En fait, on ne s’y accoutume pas, sauf si l’on peut travailler en pensant à autre chose. Mais alors il faut travailler à un rythme ne réclamant pas trop d’assiduité dans l’attention nécessitée par la cadence du travail. Mais si on fait un travail auquel on doive penser tout le temps, on ne peut pas penser à autre chose, et il est faux de dire que l’ouvrier puisse s’accommoder de la monotonie de ce travail. Les ouvriers de Ford n’avaient pas le droit de parler. Ils ne cherchaient pas à avoir un travail varié parce que, au bout d’un certain temps de travail monotone, ils sont incapables de faire autre chose.

La discipline dans les usines, la contrainte, est une autre caractéristique du système. C’est même son caractère essentiel ; et c’est le but pour lequel il a été inventé, puisque Taylor a fait ses recherches exclusivement pour briser la résistance de ses ouvriers. En leur imposant tels ou tels mouvements en tant de secondes, ou tels autres en tant de minutes, il est évident qu’il ne reste à l’ouvrier aucun pouvoir de résistance. C’est de cela que Taylor était le plus fier, et c’est cela qu’il développait le plus volontiers en ajoutant que son système permettait de briser la puissance des syndicats dans les usines.

Entrées d'annotation par cadres de délimitation
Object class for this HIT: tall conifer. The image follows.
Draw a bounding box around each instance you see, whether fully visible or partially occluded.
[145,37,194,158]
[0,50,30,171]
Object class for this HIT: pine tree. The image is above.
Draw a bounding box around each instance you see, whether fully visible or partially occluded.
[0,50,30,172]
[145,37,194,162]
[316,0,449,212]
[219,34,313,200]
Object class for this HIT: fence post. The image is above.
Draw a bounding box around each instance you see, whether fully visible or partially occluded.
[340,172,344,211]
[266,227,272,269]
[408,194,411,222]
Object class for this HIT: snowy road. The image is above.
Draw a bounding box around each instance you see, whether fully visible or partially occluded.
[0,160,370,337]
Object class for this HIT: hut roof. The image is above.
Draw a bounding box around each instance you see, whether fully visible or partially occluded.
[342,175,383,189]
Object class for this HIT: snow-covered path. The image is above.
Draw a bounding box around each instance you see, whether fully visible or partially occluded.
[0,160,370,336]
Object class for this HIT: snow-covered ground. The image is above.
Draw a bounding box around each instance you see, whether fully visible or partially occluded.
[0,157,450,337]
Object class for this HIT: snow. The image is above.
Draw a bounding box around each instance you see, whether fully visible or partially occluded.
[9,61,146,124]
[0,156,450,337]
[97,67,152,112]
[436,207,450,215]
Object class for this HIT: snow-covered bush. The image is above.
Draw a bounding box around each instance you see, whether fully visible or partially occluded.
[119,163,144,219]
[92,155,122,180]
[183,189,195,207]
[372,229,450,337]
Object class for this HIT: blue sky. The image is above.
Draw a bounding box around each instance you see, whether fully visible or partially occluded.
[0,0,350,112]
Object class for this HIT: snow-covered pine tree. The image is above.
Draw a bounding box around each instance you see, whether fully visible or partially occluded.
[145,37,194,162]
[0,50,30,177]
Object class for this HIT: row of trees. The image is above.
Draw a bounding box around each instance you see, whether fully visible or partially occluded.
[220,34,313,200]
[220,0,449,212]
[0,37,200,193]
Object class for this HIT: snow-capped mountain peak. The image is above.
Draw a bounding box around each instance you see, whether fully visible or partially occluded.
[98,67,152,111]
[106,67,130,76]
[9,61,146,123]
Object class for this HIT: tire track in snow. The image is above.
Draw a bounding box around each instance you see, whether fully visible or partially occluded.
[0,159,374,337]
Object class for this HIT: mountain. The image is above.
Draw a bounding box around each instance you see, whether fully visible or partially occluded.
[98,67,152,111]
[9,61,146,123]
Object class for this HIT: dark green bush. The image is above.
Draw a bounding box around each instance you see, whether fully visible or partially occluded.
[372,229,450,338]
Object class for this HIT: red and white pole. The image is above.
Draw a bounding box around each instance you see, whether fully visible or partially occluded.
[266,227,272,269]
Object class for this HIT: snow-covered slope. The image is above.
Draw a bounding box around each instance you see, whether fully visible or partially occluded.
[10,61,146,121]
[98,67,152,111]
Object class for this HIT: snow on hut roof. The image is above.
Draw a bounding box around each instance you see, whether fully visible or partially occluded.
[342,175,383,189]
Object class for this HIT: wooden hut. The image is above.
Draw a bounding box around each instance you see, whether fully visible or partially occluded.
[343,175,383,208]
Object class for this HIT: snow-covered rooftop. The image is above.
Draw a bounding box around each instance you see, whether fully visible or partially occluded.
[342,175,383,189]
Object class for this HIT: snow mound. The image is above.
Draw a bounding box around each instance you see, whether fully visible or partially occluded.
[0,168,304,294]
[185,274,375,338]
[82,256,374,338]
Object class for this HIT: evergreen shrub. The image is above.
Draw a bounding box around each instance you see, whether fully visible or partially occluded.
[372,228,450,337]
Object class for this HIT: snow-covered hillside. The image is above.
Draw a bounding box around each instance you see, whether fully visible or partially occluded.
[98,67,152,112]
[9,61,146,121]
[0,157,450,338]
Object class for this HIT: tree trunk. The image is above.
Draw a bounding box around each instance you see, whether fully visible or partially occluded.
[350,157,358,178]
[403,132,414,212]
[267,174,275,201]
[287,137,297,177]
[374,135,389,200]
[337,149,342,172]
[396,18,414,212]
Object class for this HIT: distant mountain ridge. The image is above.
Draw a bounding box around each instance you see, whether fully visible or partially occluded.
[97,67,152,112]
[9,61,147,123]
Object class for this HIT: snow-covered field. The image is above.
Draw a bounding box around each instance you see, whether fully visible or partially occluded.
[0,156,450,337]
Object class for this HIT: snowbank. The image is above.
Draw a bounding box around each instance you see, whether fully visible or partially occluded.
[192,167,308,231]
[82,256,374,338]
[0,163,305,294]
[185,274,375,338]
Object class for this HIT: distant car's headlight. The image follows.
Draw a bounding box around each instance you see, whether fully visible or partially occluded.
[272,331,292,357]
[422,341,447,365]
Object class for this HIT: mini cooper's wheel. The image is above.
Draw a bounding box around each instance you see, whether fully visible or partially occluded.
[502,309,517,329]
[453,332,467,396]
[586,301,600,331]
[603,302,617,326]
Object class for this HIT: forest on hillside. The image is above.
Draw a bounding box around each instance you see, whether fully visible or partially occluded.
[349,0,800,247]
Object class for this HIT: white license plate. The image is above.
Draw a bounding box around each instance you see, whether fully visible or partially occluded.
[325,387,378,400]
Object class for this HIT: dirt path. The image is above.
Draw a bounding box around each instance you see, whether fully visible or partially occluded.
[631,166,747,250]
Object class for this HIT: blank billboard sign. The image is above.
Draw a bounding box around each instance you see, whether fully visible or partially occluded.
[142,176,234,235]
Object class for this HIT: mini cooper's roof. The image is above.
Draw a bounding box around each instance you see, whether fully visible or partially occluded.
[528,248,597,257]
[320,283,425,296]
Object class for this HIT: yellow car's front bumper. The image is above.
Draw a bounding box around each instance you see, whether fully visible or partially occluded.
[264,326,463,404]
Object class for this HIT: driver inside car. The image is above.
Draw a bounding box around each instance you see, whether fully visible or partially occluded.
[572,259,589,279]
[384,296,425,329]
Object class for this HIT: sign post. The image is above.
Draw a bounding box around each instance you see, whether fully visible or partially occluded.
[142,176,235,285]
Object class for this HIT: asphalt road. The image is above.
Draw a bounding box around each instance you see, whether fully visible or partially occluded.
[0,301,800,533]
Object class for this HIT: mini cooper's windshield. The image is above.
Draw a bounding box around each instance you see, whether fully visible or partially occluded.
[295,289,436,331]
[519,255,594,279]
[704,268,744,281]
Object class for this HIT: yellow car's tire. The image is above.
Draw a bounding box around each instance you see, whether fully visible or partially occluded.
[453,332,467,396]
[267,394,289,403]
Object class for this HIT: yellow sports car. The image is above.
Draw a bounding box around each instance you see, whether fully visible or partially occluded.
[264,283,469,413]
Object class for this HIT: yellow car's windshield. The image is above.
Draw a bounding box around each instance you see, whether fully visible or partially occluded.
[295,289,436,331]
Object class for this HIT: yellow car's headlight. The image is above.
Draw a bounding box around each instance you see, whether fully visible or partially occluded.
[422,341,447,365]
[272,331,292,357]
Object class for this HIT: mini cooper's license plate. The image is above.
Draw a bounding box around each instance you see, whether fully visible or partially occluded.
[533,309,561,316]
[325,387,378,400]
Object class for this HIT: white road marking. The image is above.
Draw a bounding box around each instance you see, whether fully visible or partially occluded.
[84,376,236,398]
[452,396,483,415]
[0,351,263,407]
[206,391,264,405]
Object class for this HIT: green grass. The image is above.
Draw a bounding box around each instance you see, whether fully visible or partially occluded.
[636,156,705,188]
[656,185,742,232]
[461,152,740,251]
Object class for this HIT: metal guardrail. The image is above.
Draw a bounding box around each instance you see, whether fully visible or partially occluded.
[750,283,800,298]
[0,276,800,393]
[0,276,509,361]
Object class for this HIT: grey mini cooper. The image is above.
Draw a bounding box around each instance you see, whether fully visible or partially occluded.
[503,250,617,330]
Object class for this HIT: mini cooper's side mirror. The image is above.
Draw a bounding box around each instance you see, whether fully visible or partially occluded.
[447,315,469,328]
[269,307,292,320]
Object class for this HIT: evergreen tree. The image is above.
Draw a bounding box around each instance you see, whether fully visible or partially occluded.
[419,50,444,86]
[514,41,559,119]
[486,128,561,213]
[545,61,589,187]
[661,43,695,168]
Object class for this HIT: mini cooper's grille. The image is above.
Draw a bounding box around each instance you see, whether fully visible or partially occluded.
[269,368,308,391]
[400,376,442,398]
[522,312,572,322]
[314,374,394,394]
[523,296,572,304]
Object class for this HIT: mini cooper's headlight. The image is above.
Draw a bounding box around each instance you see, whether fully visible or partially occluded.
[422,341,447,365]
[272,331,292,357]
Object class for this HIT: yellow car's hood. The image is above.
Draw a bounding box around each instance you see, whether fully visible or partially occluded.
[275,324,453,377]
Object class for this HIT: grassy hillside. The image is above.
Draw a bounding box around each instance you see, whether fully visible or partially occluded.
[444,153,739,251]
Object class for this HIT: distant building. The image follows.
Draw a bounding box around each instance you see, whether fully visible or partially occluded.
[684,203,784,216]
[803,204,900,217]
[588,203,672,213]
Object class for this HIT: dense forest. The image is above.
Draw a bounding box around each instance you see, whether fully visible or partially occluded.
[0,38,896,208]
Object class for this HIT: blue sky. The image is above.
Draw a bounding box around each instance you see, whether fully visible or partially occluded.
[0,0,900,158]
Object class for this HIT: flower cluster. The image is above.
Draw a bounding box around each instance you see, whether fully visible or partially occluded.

SÉRIE D'EXERCICES:
- a) Recopiez tout le passage du texte sur le système de Taylor, depuis « En fait, on » jusqu'à « faire autre chose. ».
- b) Poursuivez le texte sur le système de Taylor à partir de sa dernière phrase.

RÉSULTATS DES EXERCICES:
- a)
En fait, on ne s’y accoutume pas, sauf si l’on peut travailler en pensant à autre chose. Mais alors il faut travailler à un rythme ne réclamant pas trop d’assiduité dans l’attention nécessitée par la cadence du travail. Mais si on fait un travail auquel on doive penser tout le temps, on ne peut pas penser à autre chose, et il est faux de dire que l’ouvrier puisse s’accommoder de la monotonie de ce travail. Les ouvriers de Ford n’avaient pas le droit de parler. Ils ne cherchaient pas à avoir un travail varié parce que, au bout d’un certain temps de travail monotone, ils sont incapables de faire autre chose.

- b)
Au cours d’une enquête faite en Amérique sur le système Taylor, un ouvrier interrogé par Henri de Man lui a dit : « Les patrons ne comprennent pas que nous ne voulions pas nous laisser chronométrer ; pourtant, que diraient nos patrons si nous leur demandions de nous montrer leurs livres de comptabilité et si nous leur disions : Sur tant de bénéfices que vous faites, nous jugeons que telle part doit vous rester et telle autre part nous revenir sous forme de salaires ? La connaissance des temps de travail est pour nous exactement l’équivalent de ce qu’est pour eux le secret industriel et commercial. »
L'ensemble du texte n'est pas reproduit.